=== What to work on ===
Reproduce the line that contains "Provide one point per instance of the spruce" and every line after it through the end of the records, exactly, with nothing added.

Entries from a pointing dataset:
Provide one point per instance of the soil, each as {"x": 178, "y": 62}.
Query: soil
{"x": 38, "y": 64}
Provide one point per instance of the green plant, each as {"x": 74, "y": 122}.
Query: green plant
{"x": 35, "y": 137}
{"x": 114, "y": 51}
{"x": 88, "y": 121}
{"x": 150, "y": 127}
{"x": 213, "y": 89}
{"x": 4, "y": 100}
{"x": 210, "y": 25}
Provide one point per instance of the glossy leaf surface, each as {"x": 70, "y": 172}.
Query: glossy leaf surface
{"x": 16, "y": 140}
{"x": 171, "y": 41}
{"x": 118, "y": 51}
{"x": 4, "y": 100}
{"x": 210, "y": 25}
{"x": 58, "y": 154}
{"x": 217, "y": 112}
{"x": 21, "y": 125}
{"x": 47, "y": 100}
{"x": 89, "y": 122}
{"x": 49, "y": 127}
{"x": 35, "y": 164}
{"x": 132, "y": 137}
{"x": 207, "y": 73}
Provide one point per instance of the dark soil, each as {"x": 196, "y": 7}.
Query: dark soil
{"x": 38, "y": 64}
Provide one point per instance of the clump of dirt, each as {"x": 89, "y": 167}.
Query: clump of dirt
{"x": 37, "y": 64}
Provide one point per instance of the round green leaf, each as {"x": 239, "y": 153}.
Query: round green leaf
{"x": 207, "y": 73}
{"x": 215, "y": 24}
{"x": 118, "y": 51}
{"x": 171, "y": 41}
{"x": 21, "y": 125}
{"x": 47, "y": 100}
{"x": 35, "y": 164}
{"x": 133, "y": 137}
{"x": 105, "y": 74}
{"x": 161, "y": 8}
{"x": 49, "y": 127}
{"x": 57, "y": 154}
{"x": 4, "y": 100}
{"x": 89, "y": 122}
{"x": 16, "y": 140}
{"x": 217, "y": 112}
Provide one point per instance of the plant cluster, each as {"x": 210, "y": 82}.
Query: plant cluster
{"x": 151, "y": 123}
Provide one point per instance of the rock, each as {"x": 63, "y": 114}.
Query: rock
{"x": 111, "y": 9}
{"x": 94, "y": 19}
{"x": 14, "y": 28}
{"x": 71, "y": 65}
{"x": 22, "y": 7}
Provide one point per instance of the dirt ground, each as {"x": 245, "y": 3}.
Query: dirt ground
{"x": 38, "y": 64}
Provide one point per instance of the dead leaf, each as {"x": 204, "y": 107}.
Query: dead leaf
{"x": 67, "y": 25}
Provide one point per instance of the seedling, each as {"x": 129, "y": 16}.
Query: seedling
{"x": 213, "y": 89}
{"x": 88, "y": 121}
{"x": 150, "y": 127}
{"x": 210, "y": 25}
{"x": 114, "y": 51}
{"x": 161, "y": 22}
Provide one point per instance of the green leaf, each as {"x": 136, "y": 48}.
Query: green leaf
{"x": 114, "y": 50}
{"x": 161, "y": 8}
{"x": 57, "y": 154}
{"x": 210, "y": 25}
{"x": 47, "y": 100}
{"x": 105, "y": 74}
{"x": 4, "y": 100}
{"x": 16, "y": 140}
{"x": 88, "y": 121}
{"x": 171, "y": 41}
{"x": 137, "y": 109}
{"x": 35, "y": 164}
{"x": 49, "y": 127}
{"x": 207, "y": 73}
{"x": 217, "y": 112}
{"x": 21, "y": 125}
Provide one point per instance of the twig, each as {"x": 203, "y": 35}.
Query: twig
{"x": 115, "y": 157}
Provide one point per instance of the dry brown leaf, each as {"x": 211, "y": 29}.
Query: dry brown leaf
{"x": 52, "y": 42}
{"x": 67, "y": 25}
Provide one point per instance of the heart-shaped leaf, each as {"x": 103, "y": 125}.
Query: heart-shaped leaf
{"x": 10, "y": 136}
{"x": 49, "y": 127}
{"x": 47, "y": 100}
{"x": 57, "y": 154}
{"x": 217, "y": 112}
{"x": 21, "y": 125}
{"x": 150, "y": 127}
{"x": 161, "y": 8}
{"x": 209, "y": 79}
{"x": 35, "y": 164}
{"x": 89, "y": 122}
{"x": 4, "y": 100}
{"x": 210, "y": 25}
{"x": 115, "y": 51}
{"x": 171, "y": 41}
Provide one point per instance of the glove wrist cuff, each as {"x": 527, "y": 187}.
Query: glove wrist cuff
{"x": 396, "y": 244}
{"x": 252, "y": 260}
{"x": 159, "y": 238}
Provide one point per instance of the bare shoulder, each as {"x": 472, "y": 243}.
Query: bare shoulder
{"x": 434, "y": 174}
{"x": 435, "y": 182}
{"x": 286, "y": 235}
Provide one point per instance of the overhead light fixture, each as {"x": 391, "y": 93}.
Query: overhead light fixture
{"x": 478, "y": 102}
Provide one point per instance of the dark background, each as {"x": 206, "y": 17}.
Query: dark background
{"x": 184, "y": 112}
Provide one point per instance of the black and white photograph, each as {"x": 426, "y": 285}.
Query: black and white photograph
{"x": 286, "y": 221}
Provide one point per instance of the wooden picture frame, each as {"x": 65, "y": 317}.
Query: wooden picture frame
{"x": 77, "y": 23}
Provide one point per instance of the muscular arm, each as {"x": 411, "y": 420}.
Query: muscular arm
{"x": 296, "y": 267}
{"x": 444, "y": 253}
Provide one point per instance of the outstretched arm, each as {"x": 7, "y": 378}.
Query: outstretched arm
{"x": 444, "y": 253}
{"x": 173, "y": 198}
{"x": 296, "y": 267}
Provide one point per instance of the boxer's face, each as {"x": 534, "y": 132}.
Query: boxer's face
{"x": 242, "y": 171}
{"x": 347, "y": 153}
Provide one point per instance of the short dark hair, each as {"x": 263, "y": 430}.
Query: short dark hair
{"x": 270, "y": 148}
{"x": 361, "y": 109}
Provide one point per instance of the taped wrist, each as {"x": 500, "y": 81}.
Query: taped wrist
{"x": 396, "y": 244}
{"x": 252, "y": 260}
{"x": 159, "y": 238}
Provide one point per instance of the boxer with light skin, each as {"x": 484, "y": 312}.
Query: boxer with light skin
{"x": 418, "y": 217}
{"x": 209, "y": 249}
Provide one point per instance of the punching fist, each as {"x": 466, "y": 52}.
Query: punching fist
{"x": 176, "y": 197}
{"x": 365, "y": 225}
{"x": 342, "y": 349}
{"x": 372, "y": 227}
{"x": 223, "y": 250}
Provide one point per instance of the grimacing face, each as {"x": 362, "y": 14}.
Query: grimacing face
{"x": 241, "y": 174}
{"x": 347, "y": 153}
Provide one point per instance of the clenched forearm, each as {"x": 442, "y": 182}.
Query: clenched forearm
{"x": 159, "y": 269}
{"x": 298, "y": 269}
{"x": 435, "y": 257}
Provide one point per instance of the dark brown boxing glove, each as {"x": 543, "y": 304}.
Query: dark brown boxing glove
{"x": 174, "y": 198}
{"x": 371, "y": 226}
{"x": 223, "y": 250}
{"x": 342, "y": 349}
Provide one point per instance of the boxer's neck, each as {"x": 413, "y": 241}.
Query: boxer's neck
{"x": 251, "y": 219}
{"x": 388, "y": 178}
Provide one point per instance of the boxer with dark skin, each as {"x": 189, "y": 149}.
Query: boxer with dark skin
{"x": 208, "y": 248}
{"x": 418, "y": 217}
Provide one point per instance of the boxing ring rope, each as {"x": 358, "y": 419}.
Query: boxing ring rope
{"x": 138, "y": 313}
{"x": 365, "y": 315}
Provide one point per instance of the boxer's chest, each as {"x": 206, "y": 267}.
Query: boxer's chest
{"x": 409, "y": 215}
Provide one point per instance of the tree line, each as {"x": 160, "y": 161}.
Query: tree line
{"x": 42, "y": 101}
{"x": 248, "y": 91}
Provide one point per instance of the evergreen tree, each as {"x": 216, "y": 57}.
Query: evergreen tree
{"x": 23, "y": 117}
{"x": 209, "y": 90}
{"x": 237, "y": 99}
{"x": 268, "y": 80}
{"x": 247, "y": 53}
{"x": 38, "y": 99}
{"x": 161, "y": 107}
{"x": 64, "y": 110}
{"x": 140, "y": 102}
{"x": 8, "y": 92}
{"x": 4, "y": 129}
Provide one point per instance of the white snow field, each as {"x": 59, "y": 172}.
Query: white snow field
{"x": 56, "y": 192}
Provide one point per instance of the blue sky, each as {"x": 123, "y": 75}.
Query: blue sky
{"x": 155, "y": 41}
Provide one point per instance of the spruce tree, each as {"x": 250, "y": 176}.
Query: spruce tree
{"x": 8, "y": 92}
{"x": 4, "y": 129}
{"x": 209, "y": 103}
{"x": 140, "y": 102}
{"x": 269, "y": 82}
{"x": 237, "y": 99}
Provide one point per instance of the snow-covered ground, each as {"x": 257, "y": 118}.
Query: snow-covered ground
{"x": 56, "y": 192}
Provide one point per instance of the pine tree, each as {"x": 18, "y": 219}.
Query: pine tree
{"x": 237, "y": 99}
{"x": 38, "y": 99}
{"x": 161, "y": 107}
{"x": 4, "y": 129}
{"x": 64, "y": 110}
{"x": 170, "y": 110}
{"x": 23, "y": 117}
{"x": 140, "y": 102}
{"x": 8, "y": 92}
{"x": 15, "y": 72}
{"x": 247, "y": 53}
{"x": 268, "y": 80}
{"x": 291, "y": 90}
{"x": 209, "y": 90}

=== Written response ===
Provide one point per instance of the spruce tree, each as {"x": 250, "y": 176}.
Query: spruce tree
{"x": 8, "y": 92}
{"x": 4, "y": 129}
{"x": 209, "y": 103}
{"x": 140, "y": 102}
{"x": 269, "y": 82}
{"x": 237, "y": 99}
Provide one point per instance of the snow-covered ground, each as {"x": 257, "y": 118}.
Query: snow-covered ground
{"x": 56, "y": 192}
Provide one point per instance of the pine tree, each as {"x": 18, "y": 219}.
Query: pine tree
{"x": 237, "y": 99}
{"x": 38, "y": 99}
{"x": 161, "y": 107}
{"x": 4, "y": 129}
{"x": 64, "y": 110}
{"x": 170, "y": 110}
{"x": 23, "y": 117}
{"x": 140, "y": 102}
{"x": 8, "y": 92}
{"x": 15, "y": 72}
{"x": 247, "y": 53}
{"x": 268, "y": 80}
{"x": 291, "y": 90}
{"x": 209, "y": 90}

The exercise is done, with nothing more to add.